**Material for this exercise:**
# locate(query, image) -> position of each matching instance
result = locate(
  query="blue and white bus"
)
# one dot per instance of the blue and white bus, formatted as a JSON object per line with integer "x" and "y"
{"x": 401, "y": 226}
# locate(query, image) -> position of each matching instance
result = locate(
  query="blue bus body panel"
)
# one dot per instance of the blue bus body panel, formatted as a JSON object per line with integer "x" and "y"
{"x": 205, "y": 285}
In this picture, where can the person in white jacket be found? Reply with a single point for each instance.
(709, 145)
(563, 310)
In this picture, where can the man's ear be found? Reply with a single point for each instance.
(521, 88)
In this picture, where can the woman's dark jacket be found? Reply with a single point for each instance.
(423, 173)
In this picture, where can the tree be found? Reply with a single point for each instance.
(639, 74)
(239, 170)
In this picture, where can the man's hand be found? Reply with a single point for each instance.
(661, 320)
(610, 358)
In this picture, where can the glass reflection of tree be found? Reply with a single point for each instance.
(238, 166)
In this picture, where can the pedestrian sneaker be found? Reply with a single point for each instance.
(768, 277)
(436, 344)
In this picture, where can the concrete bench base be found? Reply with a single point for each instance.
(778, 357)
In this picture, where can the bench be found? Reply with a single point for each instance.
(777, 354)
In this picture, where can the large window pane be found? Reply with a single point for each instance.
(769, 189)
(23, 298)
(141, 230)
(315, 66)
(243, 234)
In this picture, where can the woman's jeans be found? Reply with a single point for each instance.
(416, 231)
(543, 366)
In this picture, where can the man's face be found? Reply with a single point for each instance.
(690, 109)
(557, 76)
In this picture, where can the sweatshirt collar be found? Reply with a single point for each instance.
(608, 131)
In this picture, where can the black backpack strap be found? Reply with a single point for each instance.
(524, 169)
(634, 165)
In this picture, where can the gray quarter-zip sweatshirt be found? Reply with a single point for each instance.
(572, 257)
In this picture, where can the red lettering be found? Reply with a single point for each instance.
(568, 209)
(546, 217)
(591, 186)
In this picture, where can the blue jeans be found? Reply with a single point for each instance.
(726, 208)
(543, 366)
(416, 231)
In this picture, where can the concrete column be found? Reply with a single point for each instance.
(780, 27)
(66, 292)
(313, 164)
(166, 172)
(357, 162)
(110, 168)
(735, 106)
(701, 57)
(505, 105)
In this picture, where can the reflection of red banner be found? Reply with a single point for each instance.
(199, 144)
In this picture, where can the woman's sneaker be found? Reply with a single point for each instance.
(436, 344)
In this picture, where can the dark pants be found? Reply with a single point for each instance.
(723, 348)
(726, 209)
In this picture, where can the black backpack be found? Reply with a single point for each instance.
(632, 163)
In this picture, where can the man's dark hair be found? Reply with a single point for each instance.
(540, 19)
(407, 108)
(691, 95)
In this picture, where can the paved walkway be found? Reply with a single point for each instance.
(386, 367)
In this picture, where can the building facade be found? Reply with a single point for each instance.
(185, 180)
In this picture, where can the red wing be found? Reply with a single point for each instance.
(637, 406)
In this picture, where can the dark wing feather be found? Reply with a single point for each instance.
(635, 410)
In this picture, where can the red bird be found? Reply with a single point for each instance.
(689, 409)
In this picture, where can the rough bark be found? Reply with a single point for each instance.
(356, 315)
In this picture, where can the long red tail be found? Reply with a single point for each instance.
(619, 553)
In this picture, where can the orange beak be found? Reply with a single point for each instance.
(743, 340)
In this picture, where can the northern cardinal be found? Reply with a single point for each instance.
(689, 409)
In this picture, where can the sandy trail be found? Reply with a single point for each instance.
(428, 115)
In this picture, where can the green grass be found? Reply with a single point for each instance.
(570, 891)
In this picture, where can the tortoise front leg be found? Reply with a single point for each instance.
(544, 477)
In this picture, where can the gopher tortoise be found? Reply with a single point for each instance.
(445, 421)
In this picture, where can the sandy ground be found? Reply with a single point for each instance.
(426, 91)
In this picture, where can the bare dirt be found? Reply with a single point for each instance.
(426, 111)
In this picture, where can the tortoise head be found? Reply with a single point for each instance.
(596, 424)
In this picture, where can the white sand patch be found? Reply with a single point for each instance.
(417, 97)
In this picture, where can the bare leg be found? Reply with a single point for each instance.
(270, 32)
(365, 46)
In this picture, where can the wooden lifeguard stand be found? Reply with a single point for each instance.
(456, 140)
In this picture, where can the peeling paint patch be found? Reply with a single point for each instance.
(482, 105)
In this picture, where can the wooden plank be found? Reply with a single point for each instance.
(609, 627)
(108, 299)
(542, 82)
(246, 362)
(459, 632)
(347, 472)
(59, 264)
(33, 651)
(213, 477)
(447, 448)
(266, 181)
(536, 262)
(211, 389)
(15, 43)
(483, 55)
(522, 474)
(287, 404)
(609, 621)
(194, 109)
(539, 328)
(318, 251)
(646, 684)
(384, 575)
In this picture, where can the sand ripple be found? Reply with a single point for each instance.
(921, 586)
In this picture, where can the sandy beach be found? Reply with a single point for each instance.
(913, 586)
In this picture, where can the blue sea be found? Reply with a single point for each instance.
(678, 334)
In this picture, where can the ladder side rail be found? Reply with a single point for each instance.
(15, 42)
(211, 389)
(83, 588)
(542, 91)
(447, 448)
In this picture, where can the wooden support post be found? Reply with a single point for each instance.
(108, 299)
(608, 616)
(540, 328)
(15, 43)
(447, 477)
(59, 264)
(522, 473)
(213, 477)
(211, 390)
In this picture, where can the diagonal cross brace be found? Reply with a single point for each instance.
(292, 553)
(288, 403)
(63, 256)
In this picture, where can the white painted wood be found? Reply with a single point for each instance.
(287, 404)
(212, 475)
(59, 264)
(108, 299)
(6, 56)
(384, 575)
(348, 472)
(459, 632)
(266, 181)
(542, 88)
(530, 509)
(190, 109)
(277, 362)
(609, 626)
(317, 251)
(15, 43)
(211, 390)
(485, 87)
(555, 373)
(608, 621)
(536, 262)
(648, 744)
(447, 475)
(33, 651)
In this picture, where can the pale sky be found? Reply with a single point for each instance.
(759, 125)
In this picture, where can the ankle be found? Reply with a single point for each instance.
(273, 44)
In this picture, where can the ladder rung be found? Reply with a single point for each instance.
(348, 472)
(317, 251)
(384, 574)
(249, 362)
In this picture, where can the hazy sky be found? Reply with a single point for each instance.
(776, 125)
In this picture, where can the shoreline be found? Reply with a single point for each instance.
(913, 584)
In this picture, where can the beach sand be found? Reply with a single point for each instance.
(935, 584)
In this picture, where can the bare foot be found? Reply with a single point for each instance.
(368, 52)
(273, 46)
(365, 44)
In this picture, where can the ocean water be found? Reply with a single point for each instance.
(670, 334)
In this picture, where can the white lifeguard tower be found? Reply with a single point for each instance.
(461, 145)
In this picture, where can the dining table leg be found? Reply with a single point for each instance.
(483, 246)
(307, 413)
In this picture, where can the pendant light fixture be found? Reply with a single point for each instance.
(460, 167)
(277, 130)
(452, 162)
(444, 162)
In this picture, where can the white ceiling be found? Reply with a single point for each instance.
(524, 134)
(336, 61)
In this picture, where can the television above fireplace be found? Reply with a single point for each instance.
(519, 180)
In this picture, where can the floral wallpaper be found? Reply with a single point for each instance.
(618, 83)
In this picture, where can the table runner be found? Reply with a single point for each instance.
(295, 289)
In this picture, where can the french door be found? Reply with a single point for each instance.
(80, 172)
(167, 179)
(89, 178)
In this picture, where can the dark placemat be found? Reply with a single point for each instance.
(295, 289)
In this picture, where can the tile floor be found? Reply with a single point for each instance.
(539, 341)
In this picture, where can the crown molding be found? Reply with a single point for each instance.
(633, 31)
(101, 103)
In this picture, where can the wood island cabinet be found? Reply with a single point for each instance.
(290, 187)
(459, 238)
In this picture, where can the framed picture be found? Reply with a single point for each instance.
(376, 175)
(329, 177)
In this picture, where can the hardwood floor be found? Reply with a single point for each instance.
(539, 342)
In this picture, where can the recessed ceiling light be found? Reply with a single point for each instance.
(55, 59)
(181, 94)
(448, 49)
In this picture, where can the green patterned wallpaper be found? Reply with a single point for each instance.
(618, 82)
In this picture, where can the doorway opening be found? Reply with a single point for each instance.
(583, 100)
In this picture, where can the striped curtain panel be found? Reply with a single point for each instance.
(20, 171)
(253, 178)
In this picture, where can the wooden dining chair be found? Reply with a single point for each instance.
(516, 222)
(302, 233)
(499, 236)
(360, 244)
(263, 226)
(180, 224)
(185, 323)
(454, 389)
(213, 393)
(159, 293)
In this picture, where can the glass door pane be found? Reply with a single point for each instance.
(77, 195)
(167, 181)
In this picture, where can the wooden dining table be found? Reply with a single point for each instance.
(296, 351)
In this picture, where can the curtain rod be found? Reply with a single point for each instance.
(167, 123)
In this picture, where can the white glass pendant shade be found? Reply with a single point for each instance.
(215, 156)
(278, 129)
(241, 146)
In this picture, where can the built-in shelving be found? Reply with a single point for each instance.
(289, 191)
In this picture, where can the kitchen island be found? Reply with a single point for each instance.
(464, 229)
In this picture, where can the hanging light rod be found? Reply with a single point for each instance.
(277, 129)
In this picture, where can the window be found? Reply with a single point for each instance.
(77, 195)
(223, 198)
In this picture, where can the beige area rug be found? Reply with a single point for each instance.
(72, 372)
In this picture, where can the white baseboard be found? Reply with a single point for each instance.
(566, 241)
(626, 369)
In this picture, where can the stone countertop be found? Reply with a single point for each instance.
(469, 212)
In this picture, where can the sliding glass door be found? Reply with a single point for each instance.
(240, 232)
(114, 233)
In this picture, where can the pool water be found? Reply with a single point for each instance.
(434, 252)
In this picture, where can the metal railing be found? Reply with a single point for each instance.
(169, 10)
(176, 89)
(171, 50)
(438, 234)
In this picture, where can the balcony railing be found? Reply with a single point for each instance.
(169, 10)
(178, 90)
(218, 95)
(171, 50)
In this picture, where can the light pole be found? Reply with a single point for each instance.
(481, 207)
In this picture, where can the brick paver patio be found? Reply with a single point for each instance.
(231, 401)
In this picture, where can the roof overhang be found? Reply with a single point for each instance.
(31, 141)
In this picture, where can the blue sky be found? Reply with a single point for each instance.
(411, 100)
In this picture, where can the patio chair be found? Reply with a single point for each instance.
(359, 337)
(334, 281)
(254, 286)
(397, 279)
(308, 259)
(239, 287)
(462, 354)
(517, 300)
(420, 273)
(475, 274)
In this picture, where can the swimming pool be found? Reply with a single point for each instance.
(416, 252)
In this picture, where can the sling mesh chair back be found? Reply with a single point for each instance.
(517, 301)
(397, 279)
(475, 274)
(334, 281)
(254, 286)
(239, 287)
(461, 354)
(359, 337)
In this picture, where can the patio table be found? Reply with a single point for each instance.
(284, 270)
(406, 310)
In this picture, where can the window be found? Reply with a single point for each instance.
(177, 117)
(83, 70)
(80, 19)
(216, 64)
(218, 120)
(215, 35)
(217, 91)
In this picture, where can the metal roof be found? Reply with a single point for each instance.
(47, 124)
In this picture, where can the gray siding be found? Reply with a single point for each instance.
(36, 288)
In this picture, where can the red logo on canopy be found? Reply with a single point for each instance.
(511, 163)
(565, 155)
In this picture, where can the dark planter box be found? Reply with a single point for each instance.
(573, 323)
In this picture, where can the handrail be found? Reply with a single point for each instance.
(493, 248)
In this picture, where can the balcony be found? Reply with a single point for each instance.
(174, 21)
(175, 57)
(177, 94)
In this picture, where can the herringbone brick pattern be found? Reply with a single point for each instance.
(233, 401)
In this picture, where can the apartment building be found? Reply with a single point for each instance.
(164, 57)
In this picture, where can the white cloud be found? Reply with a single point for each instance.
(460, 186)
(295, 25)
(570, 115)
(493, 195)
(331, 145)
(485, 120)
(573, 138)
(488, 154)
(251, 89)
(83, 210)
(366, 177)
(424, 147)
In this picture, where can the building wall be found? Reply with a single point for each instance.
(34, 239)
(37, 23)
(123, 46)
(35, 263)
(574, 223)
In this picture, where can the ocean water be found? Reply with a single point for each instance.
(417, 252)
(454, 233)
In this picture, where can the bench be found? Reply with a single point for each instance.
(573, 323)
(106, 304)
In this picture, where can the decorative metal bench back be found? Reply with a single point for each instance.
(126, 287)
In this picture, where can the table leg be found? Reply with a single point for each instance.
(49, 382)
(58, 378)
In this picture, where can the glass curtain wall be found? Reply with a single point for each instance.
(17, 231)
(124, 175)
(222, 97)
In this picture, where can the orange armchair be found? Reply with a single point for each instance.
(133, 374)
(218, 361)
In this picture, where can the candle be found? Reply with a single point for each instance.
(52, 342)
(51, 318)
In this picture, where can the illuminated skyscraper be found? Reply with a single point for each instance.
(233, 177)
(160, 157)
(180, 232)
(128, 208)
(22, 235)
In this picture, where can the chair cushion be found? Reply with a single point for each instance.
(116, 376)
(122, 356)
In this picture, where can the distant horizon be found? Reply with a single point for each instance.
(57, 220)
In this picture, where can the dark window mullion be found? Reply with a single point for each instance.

**Goal:**
Return exactly, and only, the line containing "In this picture, where can the handrail" and every line after it through the end of the material.

**Answer for the task:**
In this picture, where can the handrail be found? Reply with a single point for each instance.
(493, 248)
In this picture, where can the balcony be found? Reply with a single point for each instance.
(174, 21)
(175, 57)
(177, 94)
In this picture, where can the herringbone brick pattern be found? Reply with a single point for each instance.
(233, 401)
In this picture, where can the apartment building be found? Reply with a single point for each instance.
(164, 57)
In this picture, where can the white cloud be found? Reply with a single point for each instance.
(460, 186)
(295, 25)
(570, 115)
(493, 195)
(331, 145)
(485, 120)
(573, 138)
(488, 154)
(251, 89)
(83, 210)
(366, 177)
(424, 147)
In this picture, where can the building wall be found? Reply with a single point for each instance.
(34, 239)
(37, 23)
(123, 46)
(35, 263)
(574, 223)
In this picture, where can the ocean water be found? Reply with a single point for each instance.
(417, 252)
(454, 233)
In this picture, where can the bench be found? Reply with a single point for each instance.
(573, 323)
(106, 304)
In this picture, where can the decorative metal bench back be found? Reply with a single point for each instance.
(126, 287)
In this picture, where can the table leg be found? Reply with a single point for each instance.
(49, 382)
(58, 378)
In this picture, where can the glass curtain wall be found? Reply with a single point for each instance.
(17, 231)
(124, 175)
(222, 97)
In this picture, where can the orange armchair be found? Reply with a single point for each instance.
(133, 374)
(218, 361)
In this picture, where can the candle be found? Reply with a single point for each instance.
(52, 342)
(51, 318)
In this picture, where can the illuminated skyscraper be found? Reply with a single point for each instance.
(233, 177)
(160, 157)
(180, 232)
(128, 208)
(22, 235)
In this picture, where can the chair cushion be found? Reply with a single point for each instance.
(116, 376)
(122, 356)
In this picture, where can the distant horizon be found? Reply with a single point for each instance.
(57, 220)
In this picture, where can the dark window mullion be found? Reply with a single point for each instance.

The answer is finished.